REQUIREMENTS:
Copy out the data below with every "disc" switched to "circle" and nothing else changed.

GIVEN RECORDS:
--------------------------------

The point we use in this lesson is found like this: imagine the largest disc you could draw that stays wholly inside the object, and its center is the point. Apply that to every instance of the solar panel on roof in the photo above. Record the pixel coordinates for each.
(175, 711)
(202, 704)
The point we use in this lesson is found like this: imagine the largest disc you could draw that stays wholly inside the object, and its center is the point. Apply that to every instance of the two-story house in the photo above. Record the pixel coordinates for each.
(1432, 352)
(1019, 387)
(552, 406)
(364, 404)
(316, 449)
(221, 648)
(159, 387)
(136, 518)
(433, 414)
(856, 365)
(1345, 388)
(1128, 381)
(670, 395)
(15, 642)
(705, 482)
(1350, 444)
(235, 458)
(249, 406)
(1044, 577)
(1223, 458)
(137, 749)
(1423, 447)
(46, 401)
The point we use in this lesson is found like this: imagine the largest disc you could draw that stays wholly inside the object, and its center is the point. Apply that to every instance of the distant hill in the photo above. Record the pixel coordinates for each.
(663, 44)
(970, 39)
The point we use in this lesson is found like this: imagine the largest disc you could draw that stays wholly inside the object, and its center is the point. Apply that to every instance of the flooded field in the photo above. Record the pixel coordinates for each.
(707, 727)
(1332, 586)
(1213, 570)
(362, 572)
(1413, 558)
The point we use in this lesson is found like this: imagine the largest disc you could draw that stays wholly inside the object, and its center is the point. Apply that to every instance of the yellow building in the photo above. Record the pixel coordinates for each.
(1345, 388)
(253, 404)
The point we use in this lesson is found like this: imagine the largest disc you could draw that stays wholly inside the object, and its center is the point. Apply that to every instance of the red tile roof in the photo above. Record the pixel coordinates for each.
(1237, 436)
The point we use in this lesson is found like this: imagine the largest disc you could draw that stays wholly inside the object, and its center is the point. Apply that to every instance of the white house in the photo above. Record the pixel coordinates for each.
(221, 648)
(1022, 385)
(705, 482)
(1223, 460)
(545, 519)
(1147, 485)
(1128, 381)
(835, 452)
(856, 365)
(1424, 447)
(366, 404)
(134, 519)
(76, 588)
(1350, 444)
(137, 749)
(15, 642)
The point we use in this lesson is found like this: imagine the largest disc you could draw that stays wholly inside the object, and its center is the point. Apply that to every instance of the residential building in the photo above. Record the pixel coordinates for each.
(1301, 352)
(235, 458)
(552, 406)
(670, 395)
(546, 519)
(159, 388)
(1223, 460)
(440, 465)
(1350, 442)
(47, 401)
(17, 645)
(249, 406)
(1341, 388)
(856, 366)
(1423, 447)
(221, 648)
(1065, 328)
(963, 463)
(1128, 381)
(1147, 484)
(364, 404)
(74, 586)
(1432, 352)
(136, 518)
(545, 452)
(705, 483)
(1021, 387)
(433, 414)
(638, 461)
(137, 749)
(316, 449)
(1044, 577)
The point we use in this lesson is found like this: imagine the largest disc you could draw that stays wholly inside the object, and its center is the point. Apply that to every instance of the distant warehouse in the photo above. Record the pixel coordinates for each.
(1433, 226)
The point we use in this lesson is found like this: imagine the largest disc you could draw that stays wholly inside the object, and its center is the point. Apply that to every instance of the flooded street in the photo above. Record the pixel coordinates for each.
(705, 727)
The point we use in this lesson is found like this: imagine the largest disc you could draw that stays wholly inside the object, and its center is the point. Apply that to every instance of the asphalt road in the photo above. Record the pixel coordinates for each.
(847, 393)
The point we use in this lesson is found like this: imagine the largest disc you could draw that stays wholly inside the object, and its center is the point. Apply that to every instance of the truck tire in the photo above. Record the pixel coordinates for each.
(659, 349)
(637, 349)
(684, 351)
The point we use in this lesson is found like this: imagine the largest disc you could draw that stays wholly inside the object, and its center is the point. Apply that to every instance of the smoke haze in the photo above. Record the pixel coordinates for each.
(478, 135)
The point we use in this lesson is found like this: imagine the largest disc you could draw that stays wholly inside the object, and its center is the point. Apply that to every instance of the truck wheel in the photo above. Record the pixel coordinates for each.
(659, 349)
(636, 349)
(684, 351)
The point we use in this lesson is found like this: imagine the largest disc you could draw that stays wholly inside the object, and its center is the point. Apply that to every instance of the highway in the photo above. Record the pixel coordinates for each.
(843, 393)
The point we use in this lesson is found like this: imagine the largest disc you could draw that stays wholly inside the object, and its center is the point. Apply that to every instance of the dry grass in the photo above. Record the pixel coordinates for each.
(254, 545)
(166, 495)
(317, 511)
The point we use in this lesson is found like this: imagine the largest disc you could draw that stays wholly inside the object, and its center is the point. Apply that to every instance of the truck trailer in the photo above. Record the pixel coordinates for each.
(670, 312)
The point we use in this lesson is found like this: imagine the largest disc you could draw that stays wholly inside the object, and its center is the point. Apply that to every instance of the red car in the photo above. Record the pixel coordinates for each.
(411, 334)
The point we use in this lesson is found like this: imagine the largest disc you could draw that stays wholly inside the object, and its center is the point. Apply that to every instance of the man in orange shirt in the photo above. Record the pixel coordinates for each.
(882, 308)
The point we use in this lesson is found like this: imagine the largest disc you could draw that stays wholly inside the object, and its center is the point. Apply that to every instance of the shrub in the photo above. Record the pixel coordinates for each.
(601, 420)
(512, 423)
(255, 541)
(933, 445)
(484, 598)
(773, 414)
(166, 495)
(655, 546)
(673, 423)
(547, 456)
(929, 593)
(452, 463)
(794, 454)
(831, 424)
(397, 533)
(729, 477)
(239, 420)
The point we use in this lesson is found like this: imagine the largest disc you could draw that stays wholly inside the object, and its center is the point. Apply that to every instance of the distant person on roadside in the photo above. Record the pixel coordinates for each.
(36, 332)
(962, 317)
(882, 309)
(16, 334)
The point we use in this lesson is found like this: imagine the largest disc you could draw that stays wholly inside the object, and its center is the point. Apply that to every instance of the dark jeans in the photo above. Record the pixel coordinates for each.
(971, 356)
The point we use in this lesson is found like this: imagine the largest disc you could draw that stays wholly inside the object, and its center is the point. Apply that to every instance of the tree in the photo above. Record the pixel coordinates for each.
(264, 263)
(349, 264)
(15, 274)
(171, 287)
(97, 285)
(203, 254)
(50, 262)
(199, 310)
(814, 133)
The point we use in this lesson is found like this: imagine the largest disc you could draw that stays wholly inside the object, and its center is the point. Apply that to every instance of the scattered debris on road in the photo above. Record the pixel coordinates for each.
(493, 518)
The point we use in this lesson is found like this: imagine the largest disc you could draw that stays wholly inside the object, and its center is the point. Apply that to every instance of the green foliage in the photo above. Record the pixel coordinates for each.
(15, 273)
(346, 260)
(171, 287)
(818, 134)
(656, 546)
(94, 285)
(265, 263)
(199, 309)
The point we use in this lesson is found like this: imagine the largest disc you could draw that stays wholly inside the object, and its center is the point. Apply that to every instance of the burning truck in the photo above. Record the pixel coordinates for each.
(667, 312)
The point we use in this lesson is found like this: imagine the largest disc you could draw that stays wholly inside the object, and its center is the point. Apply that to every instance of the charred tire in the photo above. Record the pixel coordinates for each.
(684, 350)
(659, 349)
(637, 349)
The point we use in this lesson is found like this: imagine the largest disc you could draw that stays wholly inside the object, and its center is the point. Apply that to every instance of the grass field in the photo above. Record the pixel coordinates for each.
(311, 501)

--------------------------------

OUTPUT:
The point we use in this lesson is found like this: imagine the largest circle you could draw that stays wholly inside the object, and its center is the point. Apply that to every instance of the solar panel on roof in the photo above. Record the pixel coordinates for each.
(175, 711)
(202, 704)
The point we use in this lesson is found like this: imagine the largest circle you could draw that stays wholly inside the object, and its center is the point. Apply that to every instance of the two-story house in the photo above. Record the pixel coordinates for each.
(1432, 352)
(1019, 387)
(552, 406)
(364, 404)
(316, 449)
(221, 648)
(159, 387)
(136, 518)
(433, 414)
(856, 365)
(1345, 388)
(1128, 381)
(670, 395)
(15, 642)
(705, 482)
(1350, 444)
(235, 458)
(249, 406)
(1044, 577)
(1223, 458)
(137, 749)
(1423, 447)
(46, 401)
The point we use in this lesson is found like this: imagine the largest circle you could draw that stays wholly inside the object, and its center is the point. Apply that to every instance of the distant hill in the photo above. Record the pixel coordinates for each.
(663, 44)
(970, 39)
The point we use in this lesson is found like this: imagine the largest circle you could draw that stays wholly inside the object, and its center is the point. Apply that to every instance of the flooded field in the photo above. Record the pixel coordinates for each.
(707, 727)
(1332, 586)
(1213, 570)
(362, 572)
(1413, 558)
The point we use in this lesson is found like this: imagine the largest circle you could draw that stays wholly inside the object, and its center is the point. Apply that to every instance of the yellow building in the photo above. Record the pixel coordinates for each.
(1345, 388)
(253, 404)
The point we use in this lesson is found like this: imagine the largest circle you could draw that stays wholly inside the object, and its center is the point. Apply that to every instance of the red tile roof in the photo above. Record the pixel coordinates for each.
(1237, 436)
The point we use in this lesson is found like this: imagine the largest circle you could draw that stays wholly inside the object, and its center is the point. Apply that to every instance of the white house in the photo above. Record the pixel coordinates for each.
(221, 648)
(1022, 385)
(705, 482)
(1223, 460)
(545, 519)
(1147, 485)
(1128, 381)
(835, 452)
(856, 365)
(1424, 447)
(366, 404)
(134, 519)
(76, 588)
(1350, 444)
(137, 749)
(15, 642)
The point we use in this lesson is found like this: imagine the largest circle you could draw that stays wholly inside the object, and its center is the point. Apply that to every instance of the residential building in the photo above. Record the pixel coordinates for each.
(1301, 352)
(235, 458)
(552, 406)
(670, 395)
(546, 519)
(159, 388)
(1223, 460)
(440, 465)
(1350, 442)
(47, 401)
(17, 645)
(249, 406)
(1341, 388)
(856, 366)
(1423, 447)
(221, 648)
(1065, 328)
(963, 463)
(1128, 381)
(1147, 484)
(364, 404)
(74, 586)
(1432, 352)
(136, 518)
(545, 452)
(705, 483)
(1021, 387)
(433, 414)
(638, 461)
(137, 749)
(316, 449)
(1044, 577)
The point we use in this lesson is found like this: imagine the largest circle you could draw that stays wholly inside the object, and its center is the point. Apply that to every instance of the distant warehouse in the photo above. Record the pixel coordinates for each.
(1433, 226)
The point we use in this lesson is found like this: imagine the largest circle you could draw that stays wholly inside the object, and its center is the point. Apply that to every instance of the flooded street in the photo above. Record the pixel coordinates for each.
(705, 727)
The point we use in this lesson is found like this: imagine the largest circle you could draw that stays wholly inside the object, and its center is the point. Apply that to every instance of the asphalt road in the photo above. Record the pixel coordinates for each.
(847, 393)
The point we use in this lesson is found like this: imagine the largest circle you could draw that stays wholly inside the object, and its center is the point. Apply that to every instance of the truck tire in the photo above. Record the pixel coordinates for each.
(659, 349)
(637, 349)
(684, 351)
The point we use in this lesson is found like this: imagine the largest circle you could draw that stays wholly inside the object, and its center is the point. Apply that to every instance of the smoke haze in the photo above. Record the pixel coordinates for each.
(478, 135)
The point we use in this lesson is found like this: imagine the largest circle you could draw that stays wholly inside the object, and its center is the point. Apply that to every instance of the truck wheel in the photo above. Record the pixel coordinates for each.
(659, 349)
(636, 349)
(684, 351)
The point we use in this lesson is found like this: imagine the largest circle you could draw that stays wholly inside the object, and its center is the point. Apply that to every instance of the highway in the photo above. Record the pixel coordinates for each.
(843, 393)
The point we use in this lesson is found like this: imagine the largest circle you could draw that stays wholly inside the object, and its center is the point. Apply that to every instance of the dry grass in the photo above. Record the pixel coordinates for each.
(254, 545)
(166, 495)
(317, 511)
The point we use in this lesson is found like this: imagine the largest circle you could draw that stays wholly inside the object, and its center is the point. Apply that to every instance of the truck trailer in the photo above. Record the pixel coordinates for each.
(670, 312)
The point we use in this lesson is found like this: imagine the largest circle you could draw that stays wholly inside the object, and its center is the point. Apply that to every instance of the red car in the photo above. Record the pixel coordinates for each.
(411, 334)
The point we use in this lesson is found like this: imagine the largest circle you could draw that stays wholly inside the object, and its center is the point. Apply that to every instance of the man in orange shirt in the photo above. Record the pixel coordinates for each.
(882, 308)
The point we use in this lesson is found like this: imagine the largest circle you could draw that stays wholly inside the object, and its center is the point. Apply that to every instance of the shrub in the photo above. Record the pixel coordinates for each.
(601, 420)
(512, 423)
(255, 541)
(933, 445)
(484, 598)
(773, 414)
(166, 495)
(655, 546)
(673, 423)
(547, 456)
(929, 593)
(452, 463)
(794, 454)
(831, 424)
(397, 533)
(729, 477)
(239, 420)
The point we use in this lesson is found like this: imagine the largest circle you could draw that stays wholly inside the object, and its center is the point. Apply that to every instance of the distant person on roadside in the photo above. Record the pixel coordinates for each.
(36, 332)
(962, 317)
(882, 309)
(16, 334)
The point we use in this lesson is found like this: imagine the largest circle you could draw that stays wholly inside the object, and its center is the point. Apply that to every instance of the dark jeans in the photo above. Record the pixel coordinates for each.
(971, 356)
The point we use in this lesson is found like this: imagine the largest circle you could draw that stays wholly inside the object, and its center is the point. Apply that to every instance of the tree in the photo above. Record the pixel coordinates for each.
(264, 263)
(349, 264)
(15, 274)
(171, 287)
(97, 285)
(203, 254)
(50, 262)
(199, 310)
(814, 133)
The point we use in this lesson is found like this: imagine the largest circle you could draw that stays wholly inside the object, and its center is the point. Apply that to every instance of the scattered debris on road in the photo above. Record the pixel coordinates for each.
(493, 518)
The point we use in this lesson is found like this: imagine the largest circle you could draw that stays wholly inside the object, and its center is the point. Apply that to every instance of the green foliage in the photo above. Record the pixel coordinates for each.
(15, 273)
(346, 260)
(171, 287)
(818, 134)
(656, 546)
(94, 285)
(265, 263)
(199, 309)
The point we use in this lesson is found like this: imagine the largest circle you could draw that stays wholly inside the object, and its center is the point. Apply that to every instance of the burning truck in the photo above. Record the pixel coordinates for each.
(667, 312)
The point we use in this lesson is found like this: imagine the largest circle you could draw that stays wholly inside the object, and its center is the point. Apply that to every instance of the charred tire in the photo above. Record the pixel coordinates for each.
(684, 350)
(659, 349)
(637, 349)
The point we use in this lesson is found like this: imagine the largest circle you could draw that stays wholly inside the object, and its center is the point. Apply that to every instance of the grass field in the photo above. Record the pixel coordinates for each.
(311, 501)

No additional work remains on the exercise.